### Aufgabenstellung 1
Gib aus dem folgenden Auszug den Abschnitt zwischen "Da fällt mir" und "LGs verlinken dürfen.", beide eingeschlossen, wortgetreu wieder.

Dann müssen sie jetzt ja auch endlich google bestrafen!

Google ist meine Nummer 1 wenn es darum geht Filme. Spiele, Pornos etc. zu suchen, da diese eben alle Seiten durchsucht und man gleich noch seinen OneClickHoster mit abgeben kann UND torrent auschließen kann


*INU-Edit: Bitte keine (Such-)Tipps wie man Google als Suchmaschine zu Warez usw. am effektivsten nutzt. Danke.*


----------



## Hatuja (15. Juni 2017)

Das Urteil scheint, wie bei solchen "Internet-Urteilen", absolut unausgegorener Schwachsinn zu sein.
Bis zu welcher "Link-Tiefe" muss denn der Betreiber prüfen?
Wenn sie sich nur bei direkter Verlinkung strafbar machen, wird halt eine weitere Plattform dazwischengeschaltet = Plattform wieder legal!
Wenn sie es bis zur "Absoluten Quelle" verlangen (alles andere wäre ja eigentlich sinnlos), macht sich jeder Anbieter strafbar!
Also entweder hat es keine Wirkung oder sie schalten das Internet ab!

Da fällt mir grad ein, dass es Heise oder Golem doch mal so eine Aktion gestartet hatte nach einem Urteil vom, ich meine, LG Hamburg.
Das hatte doch entschieden, dass kommerzielle Webseitenbetreiber die  Inhalte, auf die sie verlinkten, auf Rechtmäßigkeit prüfen müssten und sich dies ggf. von der Gegenseite bestätigen lassen müssen.
Daraufhin hatten sie das LG mit Anfragen gelöchert, dass sie vom LG eine Eidesstattliche Erklärung haben wollten, dass deren Webseite keine geschützten Werke enthält, damit sie auf eben diese Webseite des LGs verlinken dürfen.
Fand das LG nicht so witzig und hat sich geweigert, eine solche auszustellen!


----------



## mcmrc1 (15. Juni 2017)

### Aufgabenstellung 2
Schreibe aus den Datensätzen unten die Zeilen ab, von der Zeile mit "Would you be able to indicate the weathered" bis zum Ende der Datensätze, einschließlich dieser ersten Zeile, und übernimm sie unverändert.

[Daten zur Koordinatenbeschriftung]
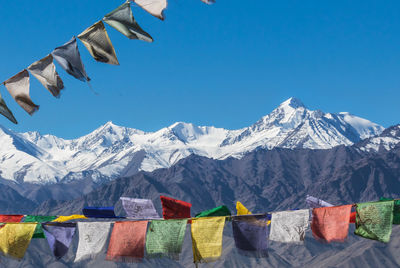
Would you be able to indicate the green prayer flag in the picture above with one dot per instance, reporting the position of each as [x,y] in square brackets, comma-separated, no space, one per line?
[396,209]
[374,220]
[218,211]
[165,237]
[38,231]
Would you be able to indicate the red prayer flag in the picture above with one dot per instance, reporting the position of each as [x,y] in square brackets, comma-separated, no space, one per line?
[175,209]
[331,224]
[127,241]
[11,218]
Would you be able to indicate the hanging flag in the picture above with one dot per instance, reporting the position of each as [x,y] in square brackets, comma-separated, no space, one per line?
[207,238]
[241,210]
[70,60]
[123,21]
[96,40]
[218,211]
[18,86]
[92,239]
[165,238]
[99,212]
[59,236]
[6,112]
[175,209]
[127,241]
[314,202]
[11,218]
[251,235]
[289,226]
[69,218]
[154,7]
[374,220]
[45,71]
[15,239]
[39,230]
[139,208]
[331,224]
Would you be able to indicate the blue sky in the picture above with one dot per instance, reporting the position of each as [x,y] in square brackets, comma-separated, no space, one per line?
[225,65]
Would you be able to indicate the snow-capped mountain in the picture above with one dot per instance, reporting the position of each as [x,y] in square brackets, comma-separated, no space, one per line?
[112,151]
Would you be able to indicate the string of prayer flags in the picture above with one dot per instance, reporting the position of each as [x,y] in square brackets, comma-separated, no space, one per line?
[139,208]
[154,7]
[59,237]
[241,209]
[92,239]
[374,220]
[250,233]
[289,226]
[165,238]
[175,209]
[15,239]
[127,241]
[39,230]
[11,218]
[331,224]
[396,209]
[69,58]
[18,87]
[99,212]
[6,112]
[97,42]
[45,71]
[69,218]
[123,21]
[218,211]
[207,238]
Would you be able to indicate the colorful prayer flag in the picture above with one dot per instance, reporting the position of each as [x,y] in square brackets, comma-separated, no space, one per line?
[207,238]
[96,40]
[165,237]
[331,224]
[123,21]
[374,220]
[127,241]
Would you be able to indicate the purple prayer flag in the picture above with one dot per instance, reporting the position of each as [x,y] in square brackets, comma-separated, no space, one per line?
[251,235]
[59,236]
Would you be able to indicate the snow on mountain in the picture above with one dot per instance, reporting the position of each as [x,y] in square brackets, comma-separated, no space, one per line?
[112,151]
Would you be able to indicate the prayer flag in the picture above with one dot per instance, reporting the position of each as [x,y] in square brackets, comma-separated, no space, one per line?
[15,239]
[18,86]
[6,112]
[45,71]
[139,208]
[165,237]
[92,239]
[123,21]
[331,224]
[251,235]
[175,209]
[154,7]
[39,230]
[289,226]
[218,211]
[207,238]
[70,60]
[374,220]
[59,236]
[127,241]
[96,40]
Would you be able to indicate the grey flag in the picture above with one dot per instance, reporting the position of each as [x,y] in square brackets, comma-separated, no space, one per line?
[70,60]
[123,21]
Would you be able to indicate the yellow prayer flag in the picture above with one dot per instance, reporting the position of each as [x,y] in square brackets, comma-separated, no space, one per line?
[207,238]
[68,218]
[15,239]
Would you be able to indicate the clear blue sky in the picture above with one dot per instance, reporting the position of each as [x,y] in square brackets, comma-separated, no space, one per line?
[224,65]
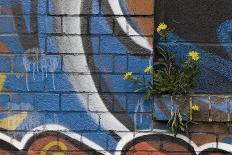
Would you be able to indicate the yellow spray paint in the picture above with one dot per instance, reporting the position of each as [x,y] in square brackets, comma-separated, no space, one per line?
[2,80]
[61,145]
[13,121]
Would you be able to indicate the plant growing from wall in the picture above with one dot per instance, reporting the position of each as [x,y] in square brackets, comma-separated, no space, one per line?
[169,78]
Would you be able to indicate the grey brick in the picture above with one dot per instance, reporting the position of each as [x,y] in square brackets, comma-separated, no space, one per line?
[64,7]
[66,44]
[80,66]
[71,25]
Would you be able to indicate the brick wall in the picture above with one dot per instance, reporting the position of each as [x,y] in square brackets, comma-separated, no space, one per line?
[62,64]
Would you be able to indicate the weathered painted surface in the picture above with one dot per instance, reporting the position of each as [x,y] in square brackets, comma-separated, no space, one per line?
[62,89]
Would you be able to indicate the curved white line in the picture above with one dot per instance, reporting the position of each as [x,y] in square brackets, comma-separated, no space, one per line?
[127,28]
[51,127]
[131,136]
[86,82]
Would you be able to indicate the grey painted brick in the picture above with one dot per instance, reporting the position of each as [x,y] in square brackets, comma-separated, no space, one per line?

### Ergebnis der Übung 1
Da fällt mir grad ein, dass es Heise oder Golem doch mal so eine Aktion gestartet hatte nach einem Urteil vom, ich meine, LG Hamburg.
Das hatte doch entschieden, dass kommerzielle Webseitenbetreiber die  Inhalte, auf die sie verlinkten, auf Rechtmäßigkeit prüfen müssten und sich dies ggf. von der Gegenseite bestätigen lassen müssen.
Daraufhin hatten sie das LG mit Anfragen gelöchert, dass sie vom LG eine Eidesstattliche Erklärung haben wollten, dass deren Webseite keine geschützten Werke enthält, damit sie auf eben diese Webseite des LGs verlinken dürfen.

### Ergebnis der Übung 2
Would you be able to indicate the weathered painted surface in the picture above with one dot per instance, reporting the position of each as [x,y] in square brackets, comma-separated, no space, one per line?
[62,89]
Would you be able to indicate the curved white line in the picture above with one dot per instance, reporting the position of each as [x,y] in square brackets, comma-separated, no space, one per line?
[127,28]
[51,127]
[131,136]
[86,82]
Would you be able to indicate the grey painted brick in the picture above with one dot per instance, reporting the position of each as [x,y] in square brackets, comma-separated, no space, one per line?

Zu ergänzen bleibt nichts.